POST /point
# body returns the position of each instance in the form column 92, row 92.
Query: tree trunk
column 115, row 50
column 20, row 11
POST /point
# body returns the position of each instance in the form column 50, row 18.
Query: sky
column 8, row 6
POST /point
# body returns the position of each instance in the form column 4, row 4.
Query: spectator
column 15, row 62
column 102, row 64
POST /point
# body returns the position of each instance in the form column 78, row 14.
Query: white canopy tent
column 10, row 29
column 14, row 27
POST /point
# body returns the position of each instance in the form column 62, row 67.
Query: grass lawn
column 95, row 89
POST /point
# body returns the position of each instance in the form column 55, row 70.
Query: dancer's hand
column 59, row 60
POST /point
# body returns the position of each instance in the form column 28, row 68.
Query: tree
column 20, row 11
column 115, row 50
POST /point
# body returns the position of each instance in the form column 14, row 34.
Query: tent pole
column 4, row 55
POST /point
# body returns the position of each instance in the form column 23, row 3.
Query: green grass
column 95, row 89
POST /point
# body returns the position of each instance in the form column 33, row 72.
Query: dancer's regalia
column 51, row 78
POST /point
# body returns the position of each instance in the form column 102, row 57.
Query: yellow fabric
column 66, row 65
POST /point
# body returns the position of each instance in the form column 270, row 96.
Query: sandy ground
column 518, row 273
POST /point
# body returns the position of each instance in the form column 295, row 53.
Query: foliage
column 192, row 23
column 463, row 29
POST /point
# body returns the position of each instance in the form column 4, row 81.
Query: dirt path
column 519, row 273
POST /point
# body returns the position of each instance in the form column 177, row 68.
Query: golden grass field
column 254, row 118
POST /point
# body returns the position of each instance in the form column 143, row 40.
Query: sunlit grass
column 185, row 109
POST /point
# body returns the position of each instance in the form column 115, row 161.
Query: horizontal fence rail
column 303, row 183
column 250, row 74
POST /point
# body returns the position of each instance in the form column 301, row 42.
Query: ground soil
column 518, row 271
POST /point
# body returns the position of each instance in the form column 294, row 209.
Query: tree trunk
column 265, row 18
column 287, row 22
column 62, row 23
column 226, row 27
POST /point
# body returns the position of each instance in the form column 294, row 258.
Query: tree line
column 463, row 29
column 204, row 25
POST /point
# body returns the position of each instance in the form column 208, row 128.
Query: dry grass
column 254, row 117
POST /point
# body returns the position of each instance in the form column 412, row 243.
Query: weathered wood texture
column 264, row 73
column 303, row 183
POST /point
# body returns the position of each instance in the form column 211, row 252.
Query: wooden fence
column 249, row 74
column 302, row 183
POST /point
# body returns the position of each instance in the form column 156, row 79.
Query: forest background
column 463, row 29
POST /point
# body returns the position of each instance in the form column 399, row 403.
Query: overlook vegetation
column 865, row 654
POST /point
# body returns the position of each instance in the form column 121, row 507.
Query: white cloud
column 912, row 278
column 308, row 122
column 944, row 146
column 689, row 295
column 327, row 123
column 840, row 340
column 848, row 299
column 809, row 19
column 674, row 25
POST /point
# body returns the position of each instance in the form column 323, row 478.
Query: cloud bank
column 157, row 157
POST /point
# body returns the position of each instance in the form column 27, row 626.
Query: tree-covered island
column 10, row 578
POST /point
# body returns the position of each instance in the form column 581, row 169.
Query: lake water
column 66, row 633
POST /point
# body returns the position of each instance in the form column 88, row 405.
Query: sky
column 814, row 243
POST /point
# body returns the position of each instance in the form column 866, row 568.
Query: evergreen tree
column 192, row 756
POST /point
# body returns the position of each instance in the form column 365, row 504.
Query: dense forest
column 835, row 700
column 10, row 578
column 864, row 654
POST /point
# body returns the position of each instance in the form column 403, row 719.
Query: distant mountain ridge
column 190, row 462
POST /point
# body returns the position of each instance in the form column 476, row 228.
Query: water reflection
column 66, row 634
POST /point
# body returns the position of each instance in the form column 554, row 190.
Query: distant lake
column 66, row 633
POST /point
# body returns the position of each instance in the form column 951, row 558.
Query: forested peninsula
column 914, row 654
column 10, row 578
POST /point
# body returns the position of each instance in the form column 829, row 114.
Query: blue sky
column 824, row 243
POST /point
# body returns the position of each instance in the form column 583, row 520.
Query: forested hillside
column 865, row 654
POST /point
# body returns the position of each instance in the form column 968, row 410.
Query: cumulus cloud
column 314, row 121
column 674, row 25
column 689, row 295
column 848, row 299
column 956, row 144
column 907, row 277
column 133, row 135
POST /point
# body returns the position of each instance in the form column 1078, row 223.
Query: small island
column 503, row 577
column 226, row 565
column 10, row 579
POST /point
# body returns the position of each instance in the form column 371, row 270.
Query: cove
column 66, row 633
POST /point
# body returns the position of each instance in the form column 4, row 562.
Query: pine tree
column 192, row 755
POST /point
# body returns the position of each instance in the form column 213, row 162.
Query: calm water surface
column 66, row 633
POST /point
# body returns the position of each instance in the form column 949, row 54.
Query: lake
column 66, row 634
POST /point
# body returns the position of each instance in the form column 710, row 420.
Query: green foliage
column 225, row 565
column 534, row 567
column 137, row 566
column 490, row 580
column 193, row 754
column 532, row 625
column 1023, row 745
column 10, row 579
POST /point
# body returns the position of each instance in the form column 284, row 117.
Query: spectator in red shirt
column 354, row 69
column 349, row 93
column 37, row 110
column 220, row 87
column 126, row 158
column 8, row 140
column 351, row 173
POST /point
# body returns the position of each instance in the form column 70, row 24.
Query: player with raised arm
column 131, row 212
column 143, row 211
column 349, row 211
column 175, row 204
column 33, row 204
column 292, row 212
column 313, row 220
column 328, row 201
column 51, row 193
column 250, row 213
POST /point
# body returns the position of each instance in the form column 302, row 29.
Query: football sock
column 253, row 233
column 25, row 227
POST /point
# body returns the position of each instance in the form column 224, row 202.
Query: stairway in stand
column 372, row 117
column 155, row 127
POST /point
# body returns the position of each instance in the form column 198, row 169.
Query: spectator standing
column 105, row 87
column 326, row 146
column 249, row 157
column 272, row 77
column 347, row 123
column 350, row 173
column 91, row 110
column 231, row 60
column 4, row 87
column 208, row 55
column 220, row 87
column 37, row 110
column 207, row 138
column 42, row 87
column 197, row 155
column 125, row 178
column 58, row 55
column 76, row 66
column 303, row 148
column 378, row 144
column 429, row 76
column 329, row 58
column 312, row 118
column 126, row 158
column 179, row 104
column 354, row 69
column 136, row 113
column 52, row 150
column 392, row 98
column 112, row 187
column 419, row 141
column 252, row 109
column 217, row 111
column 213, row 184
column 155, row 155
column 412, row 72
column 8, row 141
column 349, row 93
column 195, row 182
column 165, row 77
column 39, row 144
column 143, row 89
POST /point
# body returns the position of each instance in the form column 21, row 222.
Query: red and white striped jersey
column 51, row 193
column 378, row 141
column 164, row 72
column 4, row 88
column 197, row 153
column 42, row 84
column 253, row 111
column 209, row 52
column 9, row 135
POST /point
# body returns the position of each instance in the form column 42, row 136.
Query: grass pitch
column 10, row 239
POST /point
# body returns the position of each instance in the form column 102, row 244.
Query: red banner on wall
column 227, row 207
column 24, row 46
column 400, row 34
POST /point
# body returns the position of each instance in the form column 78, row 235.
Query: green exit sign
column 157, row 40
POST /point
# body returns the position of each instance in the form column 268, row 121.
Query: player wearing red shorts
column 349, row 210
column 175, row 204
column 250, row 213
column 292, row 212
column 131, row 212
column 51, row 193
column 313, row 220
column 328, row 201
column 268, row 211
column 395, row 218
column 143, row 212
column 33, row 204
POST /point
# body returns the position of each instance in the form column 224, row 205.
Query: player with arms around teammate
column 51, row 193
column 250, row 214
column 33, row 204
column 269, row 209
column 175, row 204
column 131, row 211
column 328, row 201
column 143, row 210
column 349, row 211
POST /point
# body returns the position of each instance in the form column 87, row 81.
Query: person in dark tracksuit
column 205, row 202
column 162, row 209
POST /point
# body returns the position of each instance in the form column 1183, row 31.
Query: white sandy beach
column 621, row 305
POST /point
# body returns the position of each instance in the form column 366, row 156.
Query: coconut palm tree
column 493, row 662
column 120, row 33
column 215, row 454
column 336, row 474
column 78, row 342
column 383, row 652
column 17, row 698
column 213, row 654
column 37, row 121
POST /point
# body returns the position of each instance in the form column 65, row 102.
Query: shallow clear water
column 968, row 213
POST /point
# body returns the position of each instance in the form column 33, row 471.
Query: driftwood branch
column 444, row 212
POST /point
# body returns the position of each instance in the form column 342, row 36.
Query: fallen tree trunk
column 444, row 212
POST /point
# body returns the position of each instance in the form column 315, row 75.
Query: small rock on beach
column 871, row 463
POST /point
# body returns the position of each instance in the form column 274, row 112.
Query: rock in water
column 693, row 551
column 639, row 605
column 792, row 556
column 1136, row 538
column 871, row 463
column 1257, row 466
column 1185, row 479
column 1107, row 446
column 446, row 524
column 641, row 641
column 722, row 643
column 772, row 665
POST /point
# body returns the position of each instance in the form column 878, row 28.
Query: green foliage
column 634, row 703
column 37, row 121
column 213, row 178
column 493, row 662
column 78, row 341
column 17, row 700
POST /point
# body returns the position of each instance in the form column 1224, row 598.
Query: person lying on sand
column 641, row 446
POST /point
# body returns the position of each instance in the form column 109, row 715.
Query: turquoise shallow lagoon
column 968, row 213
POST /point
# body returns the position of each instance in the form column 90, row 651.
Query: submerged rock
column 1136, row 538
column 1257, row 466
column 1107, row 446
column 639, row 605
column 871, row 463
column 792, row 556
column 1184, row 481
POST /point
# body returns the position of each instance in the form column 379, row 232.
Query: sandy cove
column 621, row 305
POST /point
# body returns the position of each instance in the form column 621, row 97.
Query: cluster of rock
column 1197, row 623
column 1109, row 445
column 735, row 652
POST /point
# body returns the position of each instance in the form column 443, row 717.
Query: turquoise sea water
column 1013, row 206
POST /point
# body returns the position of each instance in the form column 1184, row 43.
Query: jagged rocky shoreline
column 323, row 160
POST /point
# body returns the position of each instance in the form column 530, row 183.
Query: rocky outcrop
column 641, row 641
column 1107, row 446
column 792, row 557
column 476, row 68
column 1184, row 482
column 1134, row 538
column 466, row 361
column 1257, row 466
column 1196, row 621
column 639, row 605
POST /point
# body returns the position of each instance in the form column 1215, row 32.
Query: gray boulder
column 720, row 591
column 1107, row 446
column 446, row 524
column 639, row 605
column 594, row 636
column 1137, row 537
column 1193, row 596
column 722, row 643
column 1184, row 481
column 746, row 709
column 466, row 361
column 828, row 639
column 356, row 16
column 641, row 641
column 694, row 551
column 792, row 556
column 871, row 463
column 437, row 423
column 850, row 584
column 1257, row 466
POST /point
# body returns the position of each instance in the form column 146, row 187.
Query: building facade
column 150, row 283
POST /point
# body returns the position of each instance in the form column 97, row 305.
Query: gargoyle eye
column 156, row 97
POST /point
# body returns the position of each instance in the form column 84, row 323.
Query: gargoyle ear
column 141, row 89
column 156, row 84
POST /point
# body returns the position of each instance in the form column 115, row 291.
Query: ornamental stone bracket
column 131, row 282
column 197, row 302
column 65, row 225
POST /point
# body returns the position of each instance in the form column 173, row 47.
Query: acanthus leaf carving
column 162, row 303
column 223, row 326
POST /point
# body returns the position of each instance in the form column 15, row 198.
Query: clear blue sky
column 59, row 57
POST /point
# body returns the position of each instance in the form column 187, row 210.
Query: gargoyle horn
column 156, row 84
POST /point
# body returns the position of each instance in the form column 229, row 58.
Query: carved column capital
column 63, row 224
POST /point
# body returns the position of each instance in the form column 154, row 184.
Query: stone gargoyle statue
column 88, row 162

_Brief_
The answer should consist of the lines from the first line of the entries through the line with "column 23, row 3.", copied exactly.

_Exercise result_
POST /point
# body returns the position of each instance in the form column 92, row 92.
Query: tree trunk
column 115, row 50
column 20, row 11
POST /point
# body returns the position of each instance in the form column 50, row 18.
Query: sky
column 8, row 6
POST /point
# body returns the position of each instance in the form column 4, row 4.
Query: spectator
column 15, row 62
column 102, row 64
POST /point
# body returns the position of each instance in the form column 78, row 14.
Query: white canopy tent
column 10, row 29
column 14, row 27
POST /point
# body returns the position of each instance in the form column 62, row 67.
Query: grass lawn
column 95, row 89
POST /point
# body returns the position of each instance in the form column 55, row 70.
Query: dancer's hand
column 59, row 60
POST /point
# body returns the position of each instance in the form column 28, row 68.
Query: tree
column 20, row 11
column 115, row 50
POST /point
# body returns the position of each instance in the form column 14, row 34.
Query: tent pole
column 4, row 55
POST /point
# body returns the position of each instance in the form column 23, row 3.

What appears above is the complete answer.